RECORDS FOR THIS TASK →
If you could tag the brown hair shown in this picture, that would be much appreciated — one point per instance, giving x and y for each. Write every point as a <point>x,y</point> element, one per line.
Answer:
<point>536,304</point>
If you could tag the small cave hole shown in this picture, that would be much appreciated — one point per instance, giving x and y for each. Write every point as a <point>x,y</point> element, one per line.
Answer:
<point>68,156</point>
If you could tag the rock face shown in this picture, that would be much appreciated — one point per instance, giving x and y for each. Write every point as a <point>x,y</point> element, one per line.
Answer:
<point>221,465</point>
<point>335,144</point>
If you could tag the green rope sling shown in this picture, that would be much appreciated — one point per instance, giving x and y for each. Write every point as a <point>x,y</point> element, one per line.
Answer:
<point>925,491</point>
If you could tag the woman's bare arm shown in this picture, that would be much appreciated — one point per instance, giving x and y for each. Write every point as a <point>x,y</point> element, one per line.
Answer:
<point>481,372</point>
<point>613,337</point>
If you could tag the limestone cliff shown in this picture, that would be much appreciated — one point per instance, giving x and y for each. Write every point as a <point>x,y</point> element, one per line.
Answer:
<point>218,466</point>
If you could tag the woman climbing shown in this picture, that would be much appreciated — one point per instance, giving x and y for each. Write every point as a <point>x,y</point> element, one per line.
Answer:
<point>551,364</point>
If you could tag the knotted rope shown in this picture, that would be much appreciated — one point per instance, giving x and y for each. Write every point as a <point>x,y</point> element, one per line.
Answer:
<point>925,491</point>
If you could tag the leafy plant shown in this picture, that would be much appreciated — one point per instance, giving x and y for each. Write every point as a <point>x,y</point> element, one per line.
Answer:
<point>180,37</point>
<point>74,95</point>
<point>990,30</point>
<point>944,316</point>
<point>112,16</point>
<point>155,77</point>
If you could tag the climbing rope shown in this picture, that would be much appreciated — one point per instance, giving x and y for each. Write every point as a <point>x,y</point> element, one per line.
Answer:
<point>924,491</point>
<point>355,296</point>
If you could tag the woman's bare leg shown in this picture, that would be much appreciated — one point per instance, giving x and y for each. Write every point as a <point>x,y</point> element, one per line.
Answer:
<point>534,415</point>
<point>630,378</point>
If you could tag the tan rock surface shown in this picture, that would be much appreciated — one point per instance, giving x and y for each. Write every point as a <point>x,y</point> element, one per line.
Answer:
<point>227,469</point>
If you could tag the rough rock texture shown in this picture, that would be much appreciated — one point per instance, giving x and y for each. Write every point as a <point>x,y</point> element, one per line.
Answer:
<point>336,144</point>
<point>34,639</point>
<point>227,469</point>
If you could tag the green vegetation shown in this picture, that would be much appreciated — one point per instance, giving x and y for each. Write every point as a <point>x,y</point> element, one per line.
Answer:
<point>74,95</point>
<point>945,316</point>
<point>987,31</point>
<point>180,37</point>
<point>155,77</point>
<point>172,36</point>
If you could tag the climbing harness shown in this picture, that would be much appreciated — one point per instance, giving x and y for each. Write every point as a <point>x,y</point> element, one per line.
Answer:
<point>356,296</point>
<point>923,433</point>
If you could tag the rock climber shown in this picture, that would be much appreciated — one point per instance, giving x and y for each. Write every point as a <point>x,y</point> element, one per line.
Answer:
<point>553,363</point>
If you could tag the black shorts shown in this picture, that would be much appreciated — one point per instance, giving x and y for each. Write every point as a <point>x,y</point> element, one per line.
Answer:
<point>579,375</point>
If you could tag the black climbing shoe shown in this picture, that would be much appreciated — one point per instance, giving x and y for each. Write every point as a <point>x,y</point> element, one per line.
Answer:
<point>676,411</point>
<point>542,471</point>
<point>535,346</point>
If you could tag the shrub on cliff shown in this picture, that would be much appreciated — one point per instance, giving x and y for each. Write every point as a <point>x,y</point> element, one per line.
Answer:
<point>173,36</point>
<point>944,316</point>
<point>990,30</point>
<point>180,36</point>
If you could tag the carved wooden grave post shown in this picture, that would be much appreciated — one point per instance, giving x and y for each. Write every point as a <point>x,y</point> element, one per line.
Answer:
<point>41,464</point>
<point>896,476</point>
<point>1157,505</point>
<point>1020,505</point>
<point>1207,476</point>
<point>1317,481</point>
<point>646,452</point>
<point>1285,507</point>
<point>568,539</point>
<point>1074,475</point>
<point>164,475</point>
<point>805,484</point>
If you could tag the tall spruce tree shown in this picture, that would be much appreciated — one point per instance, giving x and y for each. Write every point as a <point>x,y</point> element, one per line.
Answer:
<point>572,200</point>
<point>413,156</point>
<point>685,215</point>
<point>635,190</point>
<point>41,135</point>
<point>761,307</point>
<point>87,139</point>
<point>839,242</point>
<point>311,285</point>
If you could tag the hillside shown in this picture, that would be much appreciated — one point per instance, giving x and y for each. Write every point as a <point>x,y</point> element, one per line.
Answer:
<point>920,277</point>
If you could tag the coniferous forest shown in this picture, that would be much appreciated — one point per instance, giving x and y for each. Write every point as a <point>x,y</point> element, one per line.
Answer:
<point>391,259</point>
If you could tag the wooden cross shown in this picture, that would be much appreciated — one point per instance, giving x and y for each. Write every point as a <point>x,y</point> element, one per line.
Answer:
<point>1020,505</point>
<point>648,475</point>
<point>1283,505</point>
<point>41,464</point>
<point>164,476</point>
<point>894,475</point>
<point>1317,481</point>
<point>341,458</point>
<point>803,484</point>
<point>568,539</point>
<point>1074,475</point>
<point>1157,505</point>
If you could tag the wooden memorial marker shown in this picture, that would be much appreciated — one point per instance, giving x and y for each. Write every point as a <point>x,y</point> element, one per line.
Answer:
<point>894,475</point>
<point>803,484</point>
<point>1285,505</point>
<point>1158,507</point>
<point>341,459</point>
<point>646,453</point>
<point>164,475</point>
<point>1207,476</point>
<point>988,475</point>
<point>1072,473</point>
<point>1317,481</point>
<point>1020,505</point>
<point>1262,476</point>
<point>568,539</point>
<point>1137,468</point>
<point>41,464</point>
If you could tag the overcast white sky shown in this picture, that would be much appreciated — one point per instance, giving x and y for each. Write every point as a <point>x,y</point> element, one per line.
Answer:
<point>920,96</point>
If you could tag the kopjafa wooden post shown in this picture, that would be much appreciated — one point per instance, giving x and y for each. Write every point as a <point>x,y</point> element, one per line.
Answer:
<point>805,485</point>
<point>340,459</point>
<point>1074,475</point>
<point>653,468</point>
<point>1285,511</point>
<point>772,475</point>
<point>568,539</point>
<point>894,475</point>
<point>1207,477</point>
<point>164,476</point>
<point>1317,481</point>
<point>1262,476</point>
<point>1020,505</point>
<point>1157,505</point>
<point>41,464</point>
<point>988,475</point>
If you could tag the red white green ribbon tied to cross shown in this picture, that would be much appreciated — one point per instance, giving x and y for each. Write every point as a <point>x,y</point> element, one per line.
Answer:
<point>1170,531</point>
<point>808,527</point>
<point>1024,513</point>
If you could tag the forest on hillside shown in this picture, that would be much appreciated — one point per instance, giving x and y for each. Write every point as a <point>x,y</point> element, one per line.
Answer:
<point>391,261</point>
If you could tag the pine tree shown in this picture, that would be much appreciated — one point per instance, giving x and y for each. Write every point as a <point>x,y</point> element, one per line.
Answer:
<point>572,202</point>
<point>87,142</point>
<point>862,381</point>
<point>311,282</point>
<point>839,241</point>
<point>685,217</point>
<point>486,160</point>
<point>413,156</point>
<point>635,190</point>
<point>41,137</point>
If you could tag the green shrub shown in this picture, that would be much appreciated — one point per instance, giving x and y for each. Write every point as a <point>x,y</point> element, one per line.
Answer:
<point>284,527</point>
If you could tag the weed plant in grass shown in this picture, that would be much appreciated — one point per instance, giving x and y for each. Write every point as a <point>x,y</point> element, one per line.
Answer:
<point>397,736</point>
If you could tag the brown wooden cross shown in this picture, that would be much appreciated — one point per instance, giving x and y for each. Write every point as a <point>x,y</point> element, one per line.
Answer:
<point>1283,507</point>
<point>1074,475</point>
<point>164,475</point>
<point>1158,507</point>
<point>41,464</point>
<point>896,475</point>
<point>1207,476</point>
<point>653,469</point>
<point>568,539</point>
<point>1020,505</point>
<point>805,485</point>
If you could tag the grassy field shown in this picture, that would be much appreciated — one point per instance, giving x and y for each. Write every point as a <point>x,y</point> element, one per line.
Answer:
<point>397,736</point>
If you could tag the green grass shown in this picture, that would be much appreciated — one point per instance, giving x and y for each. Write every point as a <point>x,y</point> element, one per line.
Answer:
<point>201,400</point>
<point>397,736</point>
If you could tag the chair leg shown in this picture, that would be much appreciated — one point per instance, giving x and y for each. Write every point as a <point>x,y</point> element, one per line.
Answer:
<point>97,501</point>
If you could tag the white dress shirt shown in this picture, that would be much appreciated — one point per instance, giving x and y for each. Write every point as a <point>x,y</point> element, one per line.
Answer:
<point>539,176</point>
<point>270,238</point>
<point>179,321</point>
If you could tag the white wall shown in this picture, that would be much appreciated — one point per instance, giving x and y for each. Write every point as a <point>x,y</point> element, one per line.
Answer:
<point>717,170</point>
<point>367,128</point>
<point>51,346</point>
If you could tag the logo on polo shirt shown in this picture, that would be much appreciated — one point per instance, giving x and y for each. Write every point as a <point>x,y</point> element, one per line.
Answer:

GOAL OF THE EXERCISE → How many lines in the entries include the string "plant"? Answer with the number alone.

RESPONSE TO THIS EXERCISE → 2